● TASK DESCRIPTION
Please copy out the entries from the start through the line that contains "left=541, top=0, right=768, bottom=348", keeping the requests, and increase every bounding box coordinate in the answers by 96.

● RECORDS FOR THIS EXERCISE
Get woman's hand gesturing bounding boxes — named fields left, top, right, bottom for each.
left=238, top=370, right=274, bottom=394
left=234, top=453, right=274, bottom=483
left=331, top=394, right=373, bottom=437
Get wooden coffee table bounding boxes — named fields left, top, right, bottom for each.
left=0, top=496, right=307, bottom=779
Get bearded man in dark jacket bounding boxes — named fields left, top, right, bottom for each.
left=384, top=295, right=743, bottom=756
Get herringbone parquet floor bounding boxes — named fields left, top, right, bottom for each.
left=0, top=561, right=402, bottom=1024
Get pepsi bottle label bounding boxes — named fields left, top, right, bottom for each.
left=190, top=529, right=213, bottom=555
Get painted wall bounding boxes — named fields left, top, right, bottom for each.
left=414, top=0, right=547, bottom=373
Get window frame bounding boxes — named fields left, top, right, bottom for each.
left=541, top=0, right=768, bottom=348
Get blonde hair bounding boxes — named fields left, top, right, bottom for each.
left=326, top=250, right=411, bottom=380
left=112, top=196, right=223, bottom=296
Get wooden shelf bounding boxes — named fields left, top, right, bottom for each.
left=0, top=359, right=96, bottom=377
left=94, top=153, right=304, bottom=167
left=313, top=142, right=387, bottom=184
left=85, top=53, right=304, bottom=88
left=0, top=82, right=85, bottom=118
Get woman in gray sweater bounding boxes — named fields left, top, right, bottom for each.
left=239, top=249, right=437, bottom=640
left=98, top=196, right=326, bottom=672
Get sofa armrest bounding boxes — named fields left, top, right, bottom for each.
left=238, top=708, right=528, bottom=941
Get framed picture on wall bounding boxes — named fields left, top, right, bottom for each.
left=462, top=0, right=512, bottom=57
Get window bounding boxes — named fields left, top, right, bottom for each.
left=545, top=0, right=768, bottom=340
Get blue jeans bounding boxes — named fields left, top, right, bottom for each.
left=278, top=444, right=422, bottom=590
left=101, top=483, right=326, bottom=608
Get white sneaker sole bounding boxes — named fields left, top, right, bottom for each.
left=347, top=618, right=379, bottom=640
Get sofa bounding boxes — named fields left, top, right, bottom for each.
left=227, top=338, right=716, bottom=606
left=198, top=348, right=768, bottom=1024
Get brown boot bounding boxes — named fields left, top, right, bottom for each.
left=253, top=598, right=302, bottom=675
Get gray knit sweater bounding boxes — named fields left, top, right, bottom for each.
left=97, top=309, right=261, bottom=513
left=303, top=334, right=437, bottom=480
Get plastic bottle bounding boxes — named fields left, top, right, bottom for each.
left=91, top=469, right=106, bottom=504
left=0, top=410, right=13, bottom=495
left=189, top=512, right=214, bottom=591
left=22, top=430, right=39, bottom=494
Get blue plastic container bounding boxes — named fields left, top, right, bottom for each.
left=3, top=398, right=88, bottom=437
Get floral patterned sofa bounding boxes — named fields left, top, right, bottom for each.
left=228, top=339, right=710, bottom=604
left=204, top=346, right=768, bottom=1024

● REPLY TO THE EXERCISE
Get woman's hand gesturing bounding boxes — named fields left, top, right, bottom for each.
left=334, top=466, right=370, bottom=490
left=330, top=549, right=370, bottom=579
left=427, top=490, right=469, bottom=533
Get wooden coffee table bounding boxes — named fields left, top, right, bottom for each.
left=96, top=592, right=403, bottom=875
Get bearded man in dark jacket bounding boxes — named fields left, top, right, bottom for each.
left=480, top=391, right=839, bottom=852
Get herringbone parquet floor bounding boxes — named fields left, top, right, bottom for each.
left=96, top=657, right=498, bottom=1120
Get pepsi bottle label bounding boxes — named fields left, top, right, bottom for each.
left=286, top=625, right=309, bottom=651
Get painted wall bounding boxes — named fields left, top, right, bottom for each.
left=510, top=96, right=643, bottom=469
Get window frame bounding boxes — named fields left, top, right, bottom for each.
left=637, top=96, right=864, bottom=444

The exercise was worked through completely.